## WHAT YOU ARE ASKED TO DO
Filter the entries down to the lines containing "patch", and copy those lines.

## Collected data

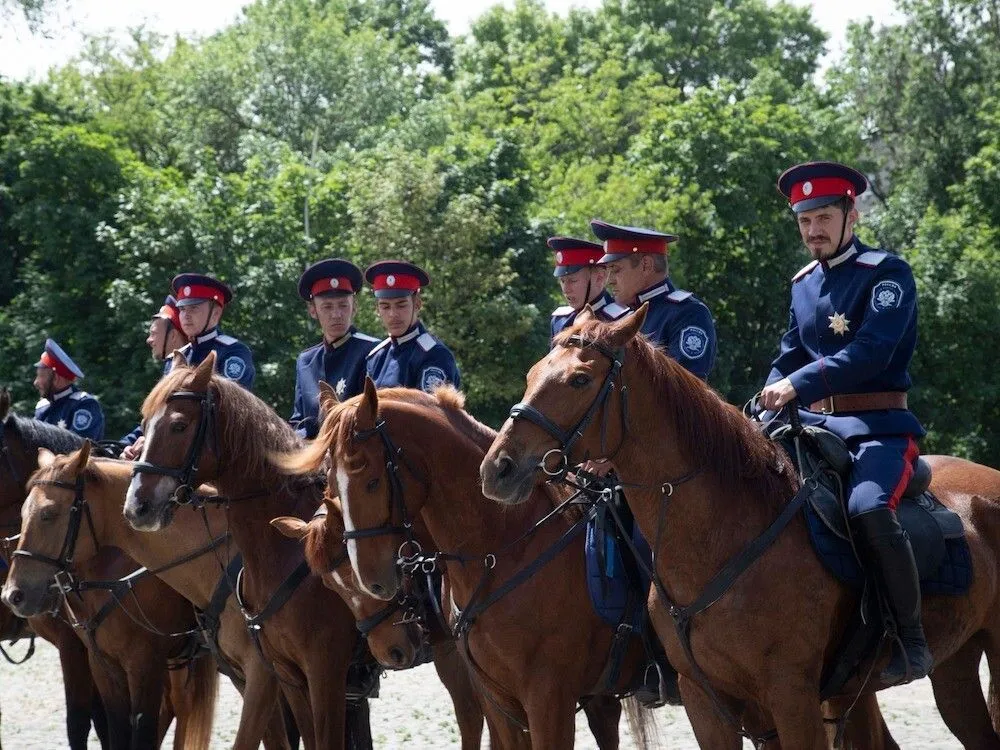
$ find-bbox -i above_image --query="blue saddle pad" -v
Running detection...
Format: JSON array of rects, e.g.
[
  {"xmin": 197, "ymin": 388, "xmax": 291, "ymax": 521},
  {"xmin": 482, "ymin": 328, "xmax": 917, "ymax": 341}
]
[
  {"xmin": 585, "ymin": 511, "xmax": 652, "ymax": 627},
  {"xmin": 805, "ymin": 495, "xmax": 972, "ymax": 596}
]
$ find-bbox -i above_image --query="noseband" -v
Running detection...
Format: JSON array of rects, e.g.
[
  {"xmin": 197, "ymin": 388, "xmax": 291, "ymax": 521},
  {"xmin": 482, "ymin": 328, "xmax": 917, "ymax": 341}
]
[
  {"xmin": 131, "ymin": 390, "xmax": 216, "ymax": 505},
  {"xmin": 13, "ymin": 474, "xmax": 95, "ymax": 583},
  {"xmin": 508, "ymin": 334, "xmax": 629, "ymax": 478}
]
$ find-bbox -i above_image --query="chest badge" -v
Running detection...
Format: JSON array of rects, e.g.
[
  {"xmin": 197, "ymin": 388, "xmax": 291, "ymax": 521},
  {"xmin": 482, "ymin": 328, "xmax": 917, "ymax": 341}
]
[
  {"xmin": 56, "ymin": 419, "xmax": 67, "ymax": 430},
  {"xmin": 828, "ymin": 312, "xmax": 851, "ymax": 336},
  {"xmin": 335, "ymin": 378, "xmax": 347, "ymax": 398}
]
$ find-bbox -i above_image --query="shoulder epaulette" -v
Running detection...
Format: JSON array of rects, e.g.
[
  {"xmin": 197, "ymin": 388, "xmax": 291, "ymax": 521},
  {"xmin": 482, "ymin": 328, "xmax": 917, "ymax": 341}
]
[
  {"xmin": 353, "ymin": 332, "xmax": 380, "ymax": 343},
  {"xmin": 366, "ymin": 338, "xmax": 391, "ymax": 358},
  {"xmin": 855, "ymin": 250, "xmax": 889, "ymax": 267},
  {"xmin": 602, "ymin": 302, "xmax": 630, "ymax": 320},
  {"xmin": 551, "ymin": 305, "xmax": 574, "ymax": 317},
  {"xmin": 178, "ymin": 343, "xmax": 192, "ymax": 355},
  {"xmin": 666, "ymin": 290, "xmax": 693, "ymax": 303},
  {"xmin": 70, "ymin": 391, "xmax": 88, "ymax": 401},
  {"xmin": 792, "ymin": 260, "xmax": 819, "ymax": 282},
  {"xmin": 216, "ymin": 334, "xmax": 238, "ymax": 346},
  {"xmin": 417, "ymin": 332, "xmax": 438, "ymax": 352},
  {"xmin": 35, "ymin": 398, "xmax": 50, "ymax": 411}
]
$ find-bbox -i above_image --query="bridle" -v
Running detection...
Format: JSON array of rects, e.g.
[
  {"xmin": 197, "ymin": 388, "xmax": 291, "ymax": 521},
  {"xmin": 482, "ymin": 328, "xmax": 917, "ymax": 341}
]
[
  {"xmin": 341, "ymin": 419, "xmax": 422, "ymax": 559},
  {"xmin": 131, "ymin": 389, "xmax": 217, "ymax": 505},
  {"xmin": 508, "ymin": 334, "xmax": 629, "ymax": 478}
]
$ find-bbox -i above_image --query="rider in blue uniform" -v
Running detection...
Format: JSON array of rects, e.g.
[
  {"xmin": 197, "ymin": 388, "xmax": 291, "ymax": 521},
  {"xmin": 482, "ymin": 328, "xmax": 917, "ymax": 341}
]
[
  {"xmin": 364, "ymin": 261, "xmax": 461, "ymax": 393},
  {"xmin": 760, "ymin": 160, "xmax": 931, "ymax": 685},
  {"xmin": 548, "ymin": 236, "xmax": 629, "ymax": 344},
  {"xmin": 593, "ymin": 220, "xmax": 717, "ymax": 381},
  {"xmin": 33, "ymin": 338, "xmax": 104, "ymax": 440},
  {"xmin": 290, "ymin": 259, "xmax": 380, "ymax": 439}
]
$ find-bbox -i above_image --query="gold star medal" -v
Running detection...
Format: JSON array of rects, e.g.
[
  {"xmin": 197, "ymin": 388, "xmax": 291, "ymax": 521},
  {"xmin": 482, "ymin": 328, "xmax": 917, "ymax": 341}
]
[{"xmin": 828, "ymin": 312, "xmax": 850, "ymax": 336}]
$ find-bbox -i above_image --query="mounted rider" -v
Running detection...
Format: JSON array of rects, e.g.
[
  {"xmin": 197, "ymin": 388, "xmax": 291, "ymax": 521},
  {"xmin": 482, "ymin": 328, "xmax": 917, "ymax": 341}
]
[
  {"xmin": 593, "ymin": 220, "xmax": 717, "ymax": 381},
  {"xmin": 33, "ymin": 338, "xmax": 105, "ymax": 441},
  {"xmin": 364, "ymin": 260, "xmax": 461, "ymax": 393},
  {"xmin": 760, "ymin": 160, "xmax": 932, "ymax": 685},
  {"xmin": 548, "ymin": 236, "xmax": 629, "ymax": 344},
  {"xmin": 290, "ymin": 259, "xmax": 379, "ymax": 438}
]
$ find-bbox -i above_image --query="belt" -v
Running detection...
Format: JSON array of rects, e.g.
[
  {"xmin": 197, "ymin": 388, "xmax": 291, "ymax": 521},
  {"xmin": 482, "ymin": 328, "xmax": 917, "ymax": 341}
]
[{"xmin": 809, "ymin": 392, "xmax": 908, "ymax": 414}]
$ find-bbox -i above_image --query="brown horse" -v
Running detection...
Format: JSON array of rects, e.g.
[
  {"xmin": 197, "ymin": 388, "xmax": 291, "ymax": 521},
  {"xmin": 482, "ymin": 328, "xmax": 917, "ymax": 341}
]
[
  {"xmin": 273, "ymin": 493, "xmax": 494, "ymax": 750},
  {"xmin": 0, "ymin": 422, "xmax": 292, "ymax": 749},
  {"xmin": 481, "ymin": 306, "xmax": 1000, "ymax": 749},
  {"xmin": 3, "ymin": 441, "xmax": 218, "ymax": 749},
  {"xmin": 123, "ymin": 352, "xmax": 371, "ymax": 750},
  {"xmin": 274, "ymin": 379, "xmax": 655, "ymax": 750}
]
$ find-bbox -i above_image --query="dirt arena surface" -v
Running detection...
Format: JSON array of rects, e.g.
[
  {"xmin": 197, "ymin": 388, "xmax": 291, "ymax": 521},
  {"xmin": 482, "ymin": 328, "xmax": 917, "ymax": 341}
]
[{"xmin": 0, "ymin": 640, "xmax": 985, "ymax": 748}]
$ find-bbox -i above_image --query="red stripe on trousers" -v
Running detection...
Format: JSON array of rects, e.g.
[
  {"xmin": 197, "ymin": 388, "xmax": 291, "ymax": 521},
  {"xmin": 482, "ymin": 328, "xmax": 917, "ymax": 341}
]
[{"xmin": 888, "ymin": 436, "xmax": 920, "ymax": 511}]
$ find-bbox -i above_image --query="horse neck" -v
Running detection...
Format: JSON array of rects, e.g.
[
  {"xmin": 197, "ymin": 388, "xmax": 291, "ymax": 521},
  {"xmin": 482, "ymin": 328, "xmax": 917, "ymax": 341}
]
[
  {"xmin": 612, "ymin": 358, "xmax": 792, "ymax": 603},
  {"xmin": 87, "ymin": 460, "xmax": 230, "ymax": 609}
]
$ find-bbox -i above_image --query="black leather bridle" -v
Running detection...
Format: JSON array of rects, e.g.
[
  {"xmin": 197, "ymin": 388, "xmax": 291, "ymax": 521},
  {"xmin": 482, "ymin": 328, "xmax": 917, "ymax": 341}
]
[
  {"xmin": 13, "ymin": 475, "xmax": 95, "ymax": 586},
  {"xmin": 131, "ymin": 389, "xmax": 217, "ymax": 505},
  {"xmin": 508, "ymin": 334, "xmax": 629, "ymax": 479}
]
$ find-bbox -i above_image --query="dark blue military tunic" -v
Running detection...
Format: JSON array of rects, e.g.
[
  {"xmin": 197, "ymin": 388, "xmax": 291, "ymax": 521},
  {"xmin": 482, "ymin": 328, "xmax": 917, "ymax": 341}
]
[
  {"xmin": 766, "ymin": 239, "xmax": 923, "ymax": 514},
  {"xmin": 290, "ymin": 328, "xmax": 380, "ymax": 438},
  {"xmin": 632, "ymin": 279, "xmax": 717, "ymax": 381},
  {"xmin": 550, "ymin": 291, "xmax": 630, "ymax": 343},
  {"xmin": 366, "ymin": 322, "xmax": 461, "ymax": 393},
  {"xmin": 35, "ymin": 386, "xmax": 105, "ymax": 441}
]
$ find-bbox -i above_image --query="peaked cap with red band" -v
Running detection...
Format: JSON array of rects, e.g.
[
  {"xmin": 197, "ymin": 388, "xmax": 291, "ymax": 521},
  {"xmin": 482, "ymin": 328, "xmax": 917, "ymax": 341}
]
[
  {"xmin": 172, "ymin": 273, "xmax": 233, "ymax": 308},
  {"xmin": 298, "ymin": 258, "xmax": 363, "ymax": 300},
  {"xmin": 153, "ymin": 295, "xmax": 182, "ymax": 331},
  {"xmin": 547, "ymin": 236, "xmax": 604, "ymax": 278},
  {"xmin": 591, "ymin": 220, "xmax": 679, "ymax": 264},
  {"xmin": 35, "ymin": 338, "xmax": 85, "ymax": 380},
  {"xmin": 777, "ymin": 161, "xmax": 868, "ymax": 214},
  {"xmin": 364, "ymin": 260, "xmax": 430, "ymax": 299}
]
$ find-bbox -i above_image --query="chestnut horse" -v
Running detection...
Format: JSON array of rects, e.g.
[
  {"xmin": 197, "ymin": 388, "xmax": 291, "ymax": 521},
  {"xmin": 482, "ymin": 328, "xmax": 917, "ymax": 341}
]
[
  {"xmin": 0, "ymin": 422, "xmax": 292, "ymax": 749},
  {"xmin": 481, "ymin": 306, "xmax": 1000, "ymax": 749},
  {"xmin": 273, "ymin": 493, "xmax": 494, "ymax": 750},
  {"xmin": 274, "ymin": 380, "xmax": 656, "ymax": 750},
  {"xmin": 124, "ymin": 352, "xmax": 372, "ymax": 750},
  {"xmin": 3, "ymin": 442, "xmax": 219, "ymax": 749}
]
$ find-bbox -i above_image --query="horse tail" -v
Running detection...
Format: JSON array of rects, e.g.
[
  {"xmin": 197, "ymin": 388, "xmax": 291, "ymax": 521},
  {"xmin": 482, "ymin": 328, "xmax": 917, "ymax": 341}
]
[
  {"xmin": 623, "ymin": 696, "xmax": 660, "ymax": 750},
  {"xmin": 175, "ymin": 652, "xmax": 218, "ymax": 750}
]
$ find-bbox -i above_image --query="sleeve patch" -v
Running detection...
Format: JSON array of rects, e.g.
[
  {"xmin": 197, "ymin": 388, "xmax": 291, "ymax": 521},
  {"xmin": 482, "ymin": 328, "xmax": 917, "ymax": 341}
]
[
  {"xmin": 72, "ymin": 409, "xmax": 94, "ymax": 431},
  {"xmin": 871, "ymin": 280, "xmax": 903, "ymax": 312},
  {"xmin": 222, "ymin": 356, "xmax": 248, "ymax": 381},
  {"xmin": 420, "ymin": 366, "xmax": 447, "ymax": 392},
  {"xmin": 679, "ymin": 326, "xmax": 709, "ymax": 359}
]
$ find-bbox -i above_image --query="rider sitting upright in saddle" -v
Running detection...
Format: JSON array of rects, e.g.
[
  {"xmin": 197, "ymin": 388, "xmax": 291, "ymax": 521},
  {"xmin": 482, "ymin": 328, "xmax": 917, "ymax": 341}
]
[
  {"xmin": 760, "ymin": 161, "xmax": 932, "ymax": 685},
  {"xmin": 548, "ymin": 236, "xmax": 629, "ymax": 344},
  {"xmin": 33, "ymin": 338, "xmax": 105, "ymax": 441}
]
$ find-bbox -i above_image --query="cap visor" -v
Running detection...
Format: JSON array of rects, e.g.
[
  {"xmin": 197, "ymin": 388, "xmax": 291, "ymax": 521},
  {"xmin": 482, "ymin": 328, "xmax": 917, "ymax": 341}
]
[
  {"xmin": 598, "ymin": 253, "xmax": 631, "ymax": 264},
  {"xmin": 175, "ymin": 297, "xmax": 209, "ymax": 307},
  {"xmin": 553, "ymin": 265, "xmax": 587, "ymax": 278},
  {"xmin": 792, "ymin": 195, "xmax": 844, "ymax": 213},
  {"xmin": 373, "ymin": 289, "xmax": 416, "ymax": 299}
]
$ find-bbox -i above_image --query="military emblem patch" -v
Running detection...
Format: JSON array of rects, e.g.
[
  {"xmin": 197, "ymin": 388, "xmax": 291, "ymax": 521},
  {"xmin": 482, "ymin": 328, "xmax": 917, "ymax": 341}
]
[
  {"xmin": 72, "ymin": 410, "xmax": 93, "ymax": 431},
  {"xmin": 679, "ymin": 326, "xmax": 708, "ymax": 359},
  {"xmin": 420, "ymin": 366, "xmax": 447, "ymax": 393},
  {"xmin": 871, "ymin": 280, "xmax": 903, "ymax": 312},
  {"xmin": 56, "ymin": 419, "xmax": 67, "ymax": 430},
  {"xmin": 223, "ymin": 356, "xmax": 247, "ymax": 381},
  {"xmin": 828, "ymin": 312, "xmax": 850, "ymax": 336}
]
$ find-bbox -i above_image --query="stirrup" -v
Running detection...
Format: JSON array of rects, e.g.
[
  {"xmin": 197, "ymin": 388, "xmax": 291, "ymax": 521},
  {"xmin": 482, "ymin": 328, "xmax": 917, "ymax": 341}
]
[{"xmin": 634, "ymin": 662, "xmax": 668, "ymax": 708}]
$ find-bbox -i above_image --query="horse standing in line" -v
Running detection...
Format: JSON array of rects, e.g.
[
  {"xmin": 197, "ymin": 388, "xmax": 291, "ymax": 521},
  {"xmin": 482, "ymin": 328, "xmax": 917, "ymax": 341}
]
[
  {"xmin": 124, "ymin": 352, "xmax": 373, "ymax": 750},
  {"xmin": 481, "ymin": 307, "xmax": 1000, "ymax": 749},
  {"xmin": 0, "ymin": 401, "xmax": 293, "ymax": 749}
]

## THE ANSWER
$ find-bbox -i above_image --query="sleeve patch" -v
$ find-bbox -i above_image --query="military emblem patch" -v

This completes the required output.